Oligosaccharides associated with T1D progression

We performed univariate analysis on the glycan classes enriched in the islet autoimmunity and T1D associated clusters to discern substructure patterns. ACAs against the monosaccharides βGalNAc (#7) and αmannose (#16) were associated with progression to T1D (Supplementary Fig. 9). These are both natural monosaccharides expressed in the human body41. In contrast, ACAs against foreign monosaccharides, such as αrhamnose (#5), and D-rhamnose (#72) were not associated with T1D. Additionally, the ACAs associated with progression are not the most abundant ACAs in circulation, which are αrhamnose (#5), αGlcNAc (#21), and βGlcNAc (#6)13,35.

ACAs against the disaccharides Galβ1,4Glcβ (#15) and Galβ1,4GalNAcβ (#17) were associated with progression to T1D (Supplementary Figure 9). In contrast, ACAs against the disaccharides Galβ1,3GlcNAcβ (#18) and Galβ1,3GalNAcα (#27) were not associated with islet autoimmunity or progression. This suggests that the β1,4 Gal linkage may be associated with T1D progression compared to the β1,3 Gal linkage.

ACAs against the trisaccharides Galα1,3Gal-β1,4Glcβ (#21) and GlcNAcβ1,3Galβ1,4Glcβ (#28) were associated with progression to T1D (Supplementary Fig. 9). However, there are no consistent structural differences between these two glycans and the remaining four glycans in the trisaccharide group.

Blood group antigens associated with islet autoimmunity and T1D

Of the five blood group A antigens assessed, ACAs against two glycans (#125,127) were associated with both islet autoimmunity and T1D progression (Fig. 3). Of the five blood group B antigens assessed, only ACAs against #131 were associated with islet autoimmunity and T1D progression.

WHAT THIS EXERCISE ASKS:
1: Using the passage on glycan antibodies and T1D, explain why the β1,4 Gal linkage may be associated with T1D progression.
2: Continue the passage on glycan antibodies and T1D, starting after its last sentence.

(Region pointing data)
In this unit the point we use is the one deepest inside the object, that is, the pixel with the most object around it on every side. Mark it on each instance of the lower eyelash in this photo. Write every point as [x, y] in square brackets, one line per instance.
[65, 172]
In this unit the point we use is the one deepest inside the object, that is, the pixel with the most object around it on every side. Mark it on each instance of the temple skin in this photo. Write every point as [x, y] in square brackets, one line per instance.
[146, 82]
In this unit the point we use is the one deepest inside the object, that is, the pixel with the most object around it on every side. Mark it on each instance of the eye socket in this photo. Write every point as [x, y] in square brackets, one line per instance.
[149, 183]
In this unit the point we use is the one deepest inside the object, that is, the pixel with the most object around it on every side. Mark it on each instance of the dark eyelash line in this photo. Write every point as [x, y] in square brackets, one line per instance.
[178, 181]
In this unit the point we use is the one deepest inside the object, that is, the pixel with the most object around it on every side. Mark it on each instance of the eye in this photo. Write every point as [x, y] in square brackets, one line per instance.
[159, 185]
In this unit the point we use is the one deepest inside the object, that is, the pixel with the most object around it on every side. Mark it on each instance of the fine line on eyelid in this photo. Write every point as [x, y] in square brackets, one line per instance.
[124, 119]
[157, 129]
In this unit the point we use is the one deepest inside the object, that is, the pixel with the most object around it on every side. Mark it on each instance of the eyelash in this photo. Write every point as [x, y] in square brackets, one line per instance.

ANSWER SET:
1: ACAs against the disaccharides with a β1,4 Gal linkage, Galβ1,4Glcβ (#15) and Galβ1,4GalNAcβ (#17), were associated with progression to T1D. ACAs against those with a β1,3 Gal linkage, Galβ1,3GlcNAcβ (#18) and Galβ1,3GalNAcα (#27), were not associated with islet autoimmunity or progression. This contrast suggests that the β1,4 linkage, rather than the β1,3 linkage, may be tied to T1D progression.

2:
Glycolipids associated with T1D progression

ACAs against the glycolipids Neu5Acα2,3Galβ1,3GlcNAcβ (#22), Neu5Gcα2,6Galβ 1,3GlcNAcβ (#25), and Neu5Gcα2,6,Galβ1,4Glcβ (#31) were associated with T1D progression. ACAs against the six remaining glycolipids were not associated with islet autoimmunity or T1D progression (Fig. 3).

Ganglio- and O-linked glycans in islet autoimmunity and T1D

ACAs against ganglioseries have been reported to be enriched in new-onset T1D patients42,43. We found ACA against one of four GD3 antigens (#107) associated with islet autoimmunity and one of two GD2 antigens (#114) associated with both islet autoimmunity and T1D progression (Fig. 3). ACAs against GM2 (#43, 69, 115) and GT3 antigens (#110, 111) were not associated with islet autoimmunity or T1D.

ACAs against the O-linked glycans GlcNAcβ-O-Ser (#51) were associated with islet autoimmunity and T1D progression while those against Galβ,3GalNAcα-O-Ser (Gal-Tn-Antigen, #52) were associated with T1D progression (Fig. 3).

Aminoglycosides associated with islet autoimmunity

In our ACA data, higher levels of ACA against gentamicin (#98), geneticin (#100), and sisomicin (#102) were detected in individuals persistently positive for islet autoantibodies compared to controls (Fig. 4a). These three aminoglycosides are all derived from the Micromonospora spp44,45 and all three contain the carbohydrate garosamine46, suggesting that the ACAs may target garosamine. By comparison, the remaining four aminoglycosides (#96, #97, #99, #101) profiled are all derived from Streptomyces spp and lack the glycoside garosamine in their structure. The density distribution of the median fluorescence intensity for ACAs against gentamicin shows a bimodal distribution with 5.3% of individuals in the higher MFI peak (Supplementary Fig. 10). This is similar to the rate of gentamicin administration for suspected neonatal sepsis47.

FUT2 genotype associated with anti-gentamicin IgG levels

Previous groups have shown a potential association between the FUT2 genotype and neonatal sepsis risk48. In addition, the FUT2 locus is a well-documented autoimmune disease associated region49,50, including for T1D51,52. We assessed if the anti-aminoglycoside IgG level association with islet autoimmunity and T1D could be mediated by the FUT2 genotype. FUT2 non-secretors (A/A) have higher anti-gentamicin IgG levels than FUT2 secretors (G/G) on average (Fig. 4b). We constructed a directed acyclic graph of the known associations between FUT2, neonatal sepsis, prematurity, and T1D, and included associations between anti-gentamicin IgG levels and FUT2 and anti-gentamicin IgG levels and T1D (red, Fig. 4c).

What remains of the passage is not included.